▶ [Problem]: Copy the records from the line with "I would be grateful if you could indicate the steam" up to and including the line with "Query: concrete ground", swapping each "marker" for "dot" and changing nothing else. Give only those lines.

[Pointing records]
━━━━━━━━

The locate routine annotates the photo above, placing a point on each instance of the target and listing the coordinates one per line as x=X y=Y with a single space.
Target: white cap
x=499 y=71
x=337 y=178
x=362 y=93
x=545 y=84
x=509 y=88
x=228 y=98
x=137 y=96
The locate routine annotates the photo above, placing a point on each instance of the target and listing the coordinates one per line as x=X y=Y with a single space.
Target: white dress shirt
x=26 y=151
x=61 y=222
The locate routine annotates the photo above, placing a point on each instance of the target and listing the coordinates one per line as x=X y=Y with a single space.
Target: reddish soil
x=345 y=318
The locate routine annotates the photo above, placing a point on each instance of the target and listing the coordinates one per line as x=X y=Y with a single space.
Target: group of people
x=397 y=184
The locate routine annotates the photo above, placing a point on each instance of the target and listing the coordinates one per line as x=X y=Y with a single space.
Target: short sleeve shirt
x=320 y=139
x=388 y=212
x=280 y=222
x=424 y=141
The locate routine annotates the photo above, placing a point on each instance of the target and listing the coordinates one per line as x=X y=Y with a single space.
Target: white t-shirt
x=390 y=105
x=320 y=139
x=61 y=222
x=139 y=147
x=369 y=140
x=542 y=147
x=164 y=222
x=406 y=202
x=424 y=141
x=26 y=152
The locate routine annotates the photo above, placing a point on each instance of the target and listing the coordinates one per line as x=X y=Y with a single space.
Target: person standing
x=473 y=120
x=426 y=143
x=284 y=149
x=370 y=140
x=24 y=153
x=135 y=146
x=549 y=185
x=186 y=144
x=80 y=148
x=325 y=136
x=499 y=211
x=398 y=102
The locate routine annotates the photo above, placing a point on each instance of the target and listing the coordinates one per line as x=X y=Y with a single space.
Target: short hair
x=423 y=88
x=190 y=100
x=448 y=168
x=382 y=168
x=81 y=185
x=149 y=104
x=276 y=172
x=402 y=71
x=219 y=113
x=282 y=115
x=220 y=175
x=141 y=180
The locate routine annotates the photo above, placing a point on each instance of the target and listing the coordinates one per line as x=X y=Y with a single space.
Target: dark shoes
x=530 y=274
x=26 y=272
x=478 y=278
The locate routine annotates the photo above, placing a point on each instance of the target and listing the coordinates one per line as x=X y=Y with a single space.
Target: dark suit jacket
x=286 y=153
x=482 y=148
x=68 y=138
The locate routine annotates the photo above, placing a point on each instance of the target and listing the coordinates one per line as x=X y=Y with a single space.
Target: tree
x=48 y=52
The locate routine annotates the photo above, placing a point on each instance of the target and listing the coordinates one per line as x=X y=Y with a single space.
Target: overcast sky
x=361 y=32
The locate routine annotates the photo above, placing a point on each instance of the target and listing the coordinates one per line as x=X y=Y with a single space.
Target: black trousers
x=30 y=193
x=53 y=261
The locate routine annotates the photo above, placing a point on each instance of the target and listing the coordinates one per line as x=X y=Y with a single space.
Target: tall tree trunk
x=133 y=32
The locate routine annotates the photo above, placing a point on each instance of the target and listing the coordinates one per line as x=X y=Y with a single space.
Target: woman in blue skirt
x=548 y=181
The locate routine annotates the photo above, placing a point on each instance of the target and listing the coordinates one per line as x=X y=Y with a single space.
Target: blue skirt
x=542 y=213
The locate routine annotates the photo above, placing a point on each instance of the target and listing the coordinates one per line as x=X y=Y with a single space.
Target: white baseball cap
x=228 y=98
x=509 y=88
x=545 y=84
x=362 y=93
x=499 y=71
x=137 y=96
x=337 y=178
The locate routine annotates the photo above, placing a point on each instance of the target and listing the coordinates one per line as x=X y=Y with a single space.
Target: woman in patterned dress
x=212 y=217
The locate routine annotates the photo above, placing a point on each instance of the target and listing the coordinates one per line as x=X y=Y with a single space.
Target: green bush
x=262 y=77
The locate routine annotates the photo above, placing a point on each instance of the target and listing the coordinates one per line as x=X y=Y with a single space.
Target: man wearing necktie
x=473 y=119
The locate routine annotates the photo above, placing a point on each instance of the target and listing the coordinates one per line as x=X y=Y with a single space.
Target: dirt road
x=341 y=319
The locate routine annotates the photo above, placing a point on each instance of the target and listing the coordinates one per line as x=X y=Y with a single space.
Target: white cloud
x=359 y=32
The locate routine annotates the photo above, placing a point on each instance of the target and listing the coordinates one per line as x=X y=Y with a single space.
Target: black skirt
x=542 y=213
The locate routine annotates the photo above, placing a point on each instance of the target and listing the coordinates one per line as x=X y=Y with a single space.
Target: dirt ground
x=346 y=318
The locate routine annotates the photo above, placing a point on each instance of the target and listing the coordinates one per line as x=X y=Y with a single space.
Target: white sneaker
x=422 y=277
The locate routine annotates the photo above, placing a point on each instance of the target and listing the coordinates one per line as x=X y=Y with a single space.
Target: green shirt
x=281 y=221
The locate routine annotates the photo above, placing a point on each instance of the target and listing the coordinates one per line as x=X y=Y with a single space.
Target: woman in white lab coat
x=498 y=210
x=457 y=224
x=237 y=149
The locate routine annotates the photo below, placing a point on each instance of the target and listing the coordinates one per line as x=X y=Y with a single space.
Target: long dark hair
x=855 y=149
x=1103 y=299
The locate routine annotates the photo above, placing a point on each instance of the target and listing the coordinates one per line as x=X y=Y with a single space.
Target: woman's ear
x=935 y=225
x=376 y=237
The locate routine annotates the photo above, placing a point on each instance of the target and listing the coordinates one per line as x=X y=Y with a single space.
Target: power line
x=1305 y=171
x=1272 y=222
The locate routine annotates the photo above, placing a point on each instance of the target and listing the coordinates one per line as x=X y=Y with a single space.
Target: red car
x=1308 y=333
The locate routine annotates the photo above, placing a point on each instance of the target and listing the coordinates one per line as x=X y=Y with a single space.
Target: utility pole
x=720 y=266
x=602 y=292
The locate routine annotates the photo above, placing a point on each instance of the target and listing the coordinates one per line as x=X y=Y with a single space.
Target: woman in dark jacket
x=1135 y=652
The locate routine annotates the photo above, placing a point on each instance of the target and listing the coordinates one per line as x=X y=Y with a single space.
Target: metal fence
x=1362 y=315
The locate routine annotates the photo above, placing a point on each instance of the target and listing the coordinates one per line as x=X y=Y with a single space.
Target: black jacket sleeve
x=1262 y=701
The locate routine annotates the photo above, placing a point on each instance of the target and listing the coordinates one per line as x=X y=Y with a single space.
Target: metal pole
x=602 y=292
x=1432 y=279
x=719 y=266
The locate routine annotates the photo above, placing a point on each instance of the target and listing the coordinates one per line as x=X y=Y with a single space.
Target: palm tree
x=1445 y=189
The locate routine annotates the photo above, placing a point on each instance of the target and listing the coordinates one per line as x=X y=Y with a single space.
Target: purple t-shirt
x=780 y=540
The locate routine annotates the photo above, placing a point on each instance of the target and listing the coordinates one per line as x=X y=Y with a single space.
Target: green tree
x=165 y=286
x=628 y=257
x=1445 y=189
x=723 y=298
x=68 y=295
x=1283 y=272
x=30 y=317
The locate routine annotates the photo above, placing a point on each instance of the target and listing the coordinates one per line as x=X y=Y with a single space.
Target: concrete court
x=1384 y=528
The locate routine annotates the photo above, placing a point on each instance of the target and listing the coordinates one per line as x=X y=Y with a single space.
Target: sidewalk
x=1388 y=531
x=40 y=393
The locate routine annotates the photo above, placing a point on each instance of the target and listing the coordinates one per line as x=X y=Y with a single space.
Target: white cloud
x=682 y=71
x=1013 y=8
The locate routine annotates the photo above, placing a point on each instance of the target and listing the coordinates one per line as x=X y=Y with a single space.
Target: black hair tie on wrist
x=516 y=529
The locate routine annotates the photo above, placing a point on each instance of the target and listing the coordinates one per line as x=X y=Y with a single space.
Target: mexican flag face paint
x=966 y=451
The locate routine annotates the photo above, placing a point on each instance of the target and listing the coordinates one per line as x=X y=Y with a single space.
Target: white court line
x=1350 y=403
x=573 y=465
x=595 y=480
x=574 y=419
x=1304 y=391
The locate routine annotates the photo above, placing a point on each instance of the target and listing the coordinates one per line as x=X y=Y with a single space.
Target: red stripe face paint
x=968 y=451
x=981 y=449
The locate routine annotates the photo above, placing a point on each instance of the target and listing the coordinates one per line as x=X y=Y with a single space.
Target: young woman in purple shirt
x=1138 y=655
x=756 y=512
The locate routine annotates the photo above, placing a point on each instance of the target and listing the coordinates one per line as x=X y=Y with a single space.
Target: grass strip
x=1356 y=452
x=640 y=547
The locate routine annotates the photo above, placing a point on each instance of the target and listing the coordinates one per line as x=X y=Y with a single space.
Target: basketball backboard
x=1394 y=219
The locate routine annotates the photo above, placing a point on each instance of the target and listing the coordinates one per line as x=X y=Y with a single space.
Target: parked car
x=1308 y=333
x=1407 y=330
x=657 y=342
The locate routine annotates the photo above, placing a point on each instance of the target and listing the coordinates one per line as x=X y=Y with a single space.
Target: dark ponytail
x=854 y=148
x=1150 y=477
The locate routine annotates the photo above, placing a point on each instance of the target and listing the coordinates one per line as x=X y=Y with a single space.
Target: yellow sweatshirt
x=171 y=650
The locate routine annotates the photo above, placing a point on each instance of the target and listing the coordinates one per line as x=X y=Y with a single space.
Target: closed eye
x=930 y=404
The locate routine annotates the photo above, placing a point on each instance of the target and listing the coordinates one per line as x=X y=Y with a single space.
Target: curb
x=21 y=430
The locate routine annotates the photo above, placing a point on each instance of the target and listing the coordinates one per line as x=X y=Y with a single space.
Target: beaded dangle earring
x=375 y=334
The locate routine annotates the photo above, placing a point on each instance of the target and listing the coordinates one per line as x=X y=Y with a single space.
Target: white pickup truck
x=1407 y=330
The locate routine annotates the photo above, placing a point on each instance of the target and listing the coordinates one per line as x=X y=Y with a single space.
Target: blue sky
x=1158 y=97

━━━━━━━━

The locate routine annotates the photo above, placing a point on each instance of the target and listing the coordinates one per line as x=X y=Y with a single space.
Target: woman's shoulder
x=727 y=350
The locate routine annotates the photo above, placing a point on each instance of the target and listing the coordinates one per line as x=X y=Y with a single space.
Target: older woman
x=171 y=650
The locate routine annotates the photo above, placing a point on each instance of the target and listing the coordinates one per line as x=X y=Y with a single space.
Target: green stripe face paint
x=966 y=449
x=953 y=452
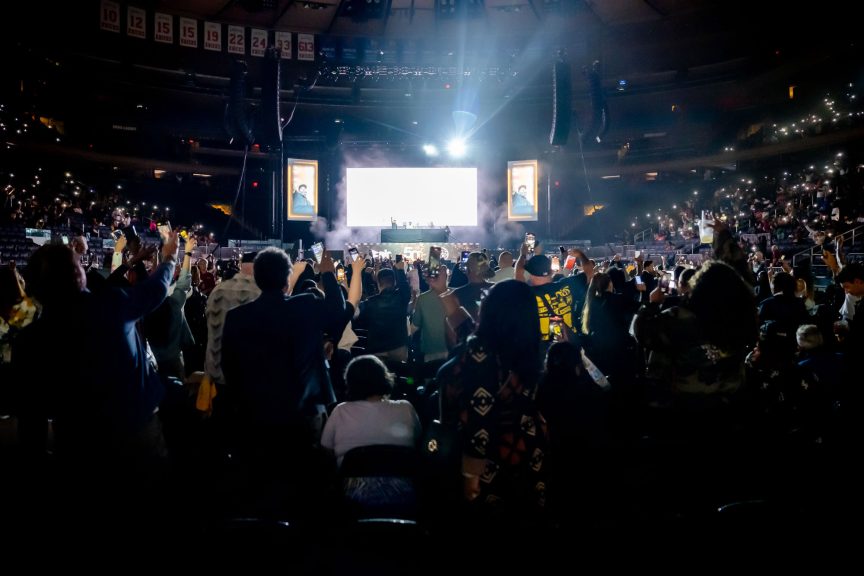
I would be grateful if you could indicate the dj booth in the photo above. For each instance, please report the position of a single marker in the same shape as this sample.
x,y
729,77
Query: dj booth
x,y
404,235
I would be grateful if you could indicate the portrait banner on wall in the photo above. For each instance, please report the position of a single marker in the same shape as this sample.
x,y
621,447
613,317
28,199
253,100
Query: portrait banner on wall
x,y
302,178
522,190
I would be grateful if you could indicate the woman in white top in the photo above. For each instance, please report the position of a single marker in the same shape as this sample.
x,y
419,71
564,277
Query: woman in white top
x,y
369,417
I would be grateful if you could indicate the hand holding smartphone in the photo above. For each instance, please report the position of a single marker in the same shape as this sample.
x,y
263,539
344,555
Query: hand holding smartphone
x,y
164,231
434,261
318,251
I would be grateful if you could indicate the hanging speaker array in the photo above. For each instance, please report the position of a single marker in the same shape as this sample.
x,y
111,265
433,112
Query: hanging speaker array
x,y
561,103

━━━━━━━━

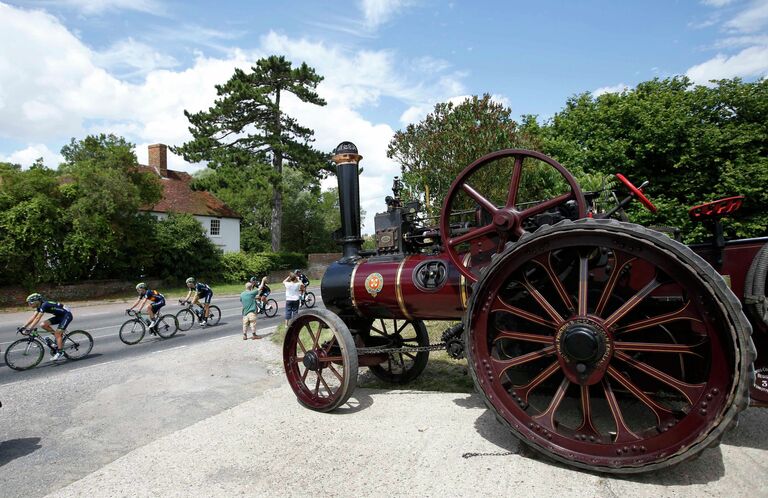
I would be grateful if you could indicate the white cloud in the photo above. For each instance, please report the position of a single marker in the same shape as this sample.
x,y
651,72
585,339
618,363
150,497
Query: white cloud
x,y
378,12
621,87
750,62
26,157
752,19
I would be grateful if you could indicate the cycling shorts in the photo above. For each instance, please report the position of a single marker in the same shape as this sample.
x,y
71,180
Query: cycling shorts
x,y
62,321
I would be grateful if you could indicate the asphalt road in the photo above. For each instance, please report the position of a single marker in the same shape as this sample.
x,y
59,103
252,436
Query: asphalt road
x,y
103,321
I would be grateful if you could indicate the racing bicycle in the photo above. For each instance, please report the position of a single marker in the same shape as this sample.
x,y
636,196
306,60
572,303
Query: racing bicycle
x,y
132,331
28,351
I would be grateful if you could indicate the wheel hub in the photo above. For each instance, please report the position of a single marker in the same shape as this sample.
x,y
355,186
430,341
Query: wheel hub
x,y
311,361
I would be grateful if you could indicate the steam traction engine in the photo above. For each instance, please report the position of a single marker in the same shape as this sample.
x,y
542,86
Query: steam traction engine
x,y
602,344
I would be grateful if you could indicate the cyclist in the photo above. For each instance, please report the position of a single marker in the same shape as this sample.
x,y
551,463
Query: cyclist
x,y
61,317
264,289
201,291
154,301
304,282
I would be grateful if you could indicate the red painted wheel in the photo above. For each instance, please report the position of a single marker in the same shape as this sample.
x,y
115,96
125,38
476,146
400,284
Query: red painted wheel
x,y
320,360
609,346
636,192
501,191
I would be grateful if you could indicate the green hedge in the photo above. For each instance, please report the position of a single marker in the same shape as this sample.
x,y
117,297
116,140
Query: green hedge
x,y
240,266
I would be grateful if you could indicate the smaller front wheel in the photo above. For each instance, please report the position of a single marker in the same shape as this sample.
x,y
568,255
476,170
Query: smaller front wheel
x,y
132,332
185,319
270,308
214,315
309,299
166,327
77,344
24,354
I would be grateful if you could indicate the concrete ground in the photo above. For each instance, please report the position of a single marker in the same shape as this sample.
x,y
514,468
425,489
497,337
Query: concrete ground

━━━━━━━━

▶ [Correct response]:
I would be grateful if you could indicate the steam traction engine in the photo above. For each instance, please report the position of a single dot in the same shape as this sample.
x,y
542,86
Query: steam traction engine
x,y
602,344
I would be grateful if you could indicate the cyclist in the photo above. For each instance, please report the position of a single dot in the same shape as this sample.
x,y
551,463
Query: cyclist
x,y
61,317
264,289
201,291
154,301
304,282
I would be grateful if you could indicate the red painted wheel in the photo above. For each instance, please report the position of a single dot in the same shape as this sample.
x,y
115,96
125,38
476,146
400,284
Query: red painted wheel
x,y
320,360
609,346
636,192
501,191
I would be grateful if you could indicate the green hedge in the photo above. For each instance, please report the position of a single dot in the same shape as this sample.
x,y
117,297
116,140
Query: green hedge
x,y
240,266
I would be grateful if you could indicate the smaller front wheel in the photo above. For each instance, please report the position of a single dot in the same shape as this sample.
x,y
568,255
476,170
Query: smaller front wheel
x,y
132,332
185,319
270,308
214,315
309,299
166,327
77,344
24,354
I would be grateful if you could indicate the concrete ground in the photo above. For each instance, please report the position of a single dot in the same shape as this sample.
x,y
514,468
425,489
497,337
Query: concrete ground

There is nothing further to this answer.